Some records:
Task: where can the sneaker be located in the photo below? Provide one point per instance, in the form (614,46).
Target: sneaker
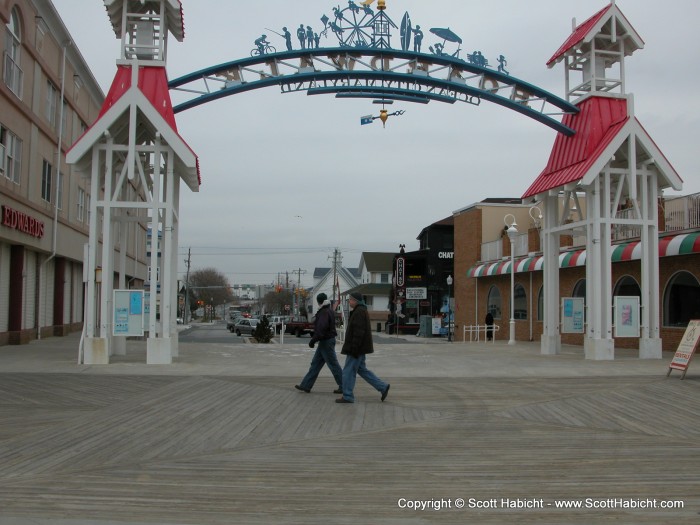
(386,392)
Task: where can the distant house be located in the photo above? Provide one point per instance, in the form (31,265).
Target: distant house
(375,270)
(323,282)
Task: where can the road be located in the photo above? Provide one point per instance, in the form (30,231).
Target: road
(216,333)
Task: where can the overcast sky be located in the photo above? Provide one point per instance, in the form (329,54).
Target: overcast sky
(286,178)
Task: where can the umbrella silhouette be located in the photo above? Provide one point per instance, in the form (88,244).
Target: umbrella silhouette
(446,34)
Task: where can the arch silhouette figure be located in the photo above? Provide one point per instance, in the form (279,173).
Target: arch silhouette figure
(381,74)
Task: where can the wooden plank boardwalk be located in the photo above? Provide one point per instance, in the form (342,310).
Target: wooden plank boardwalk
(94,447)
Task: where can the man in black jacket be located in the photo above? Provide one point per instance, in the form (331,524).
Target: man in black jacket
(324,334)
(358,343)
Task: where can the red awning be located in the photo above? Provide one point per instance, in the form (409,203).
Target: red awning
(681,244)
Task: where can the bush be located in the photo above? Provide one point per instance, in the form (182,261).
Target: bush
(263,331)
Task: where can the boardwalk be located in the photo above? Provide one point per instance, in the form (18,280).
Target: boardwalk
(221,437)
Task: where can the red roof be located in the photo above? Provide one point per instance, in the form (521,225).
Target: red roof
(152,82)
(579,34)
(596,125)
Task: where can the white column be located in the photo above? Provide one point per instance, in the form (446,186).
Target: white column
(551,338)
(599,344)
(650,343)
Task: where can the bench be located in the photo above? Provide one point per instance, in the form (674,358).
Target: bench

### Goal
Reproduce every line of the records above word for word, leaving out the pictures.

### Response for this exercise
Task: where can the sneaker be located in the photo below? Provide one point per instance, in the form (614,46).
Target: sneaker
(386,392)
Task: where can the distant house be located in the photo above? Provide one point per instance, in the form (31,265).
Target: distant house
(375,270)
(323,282)
Task: where can the road be located in the photo above? Provide one point per instance, in the form (30,231).
Target: road
(216,333)
Task: where can the overcast sky be located in the photo above? Provide one point per instance, in the form (329,54).
Target: overcast sky
(286,178)
Task: where can the umbrella silhouette be located in the photo above? Provide one point per instance, in the form (88,244).
Target: umbrella silhouette
(446,34)
Task: where can the arch silhouette figure be located in the photo above? Provide one point per instance, in the form (279,173).
Target: arch silhouette figure
(381,74)
Task: where can the wooden plank boardwalk be located in the photo above? Provide one point per instance, in the form (342,310).
Target: wooden plank boardwalk
(94,447)
Task: where can the man in black jacket be located in the photo above? Provide one point per instance, in the form (331,524).
Target: man in black jacket
(324,334)
(358,343)
Task: where can the red awning be located in the photo above? Provide one point per instance, in the form (409,203).
Target: red awning
(681,244)
Task: where can the bush be located in the photo above? Provide one point per instance, in the form (182,261).
Target: bush
(263,331)
Task: where can the boardwalk be located in the photo above? Provide one point per instance, in the form (18,280).
Target: boardwalk
(221,437)
Task: where can the red roof be located in the photo above? Provide one point per instance, in the form (521,225).
Target: red roof
(152,82)
(579,34)
(596,125)
Task: where can the white column be located in the photo above? Provide one point per instance, in the form (446,186).
Target: white column
(551,338)
(599,344)
(650,343)
Task: where can the bench be located in the photo above? Provide one point per instance, in the form (674,358).
Target: bench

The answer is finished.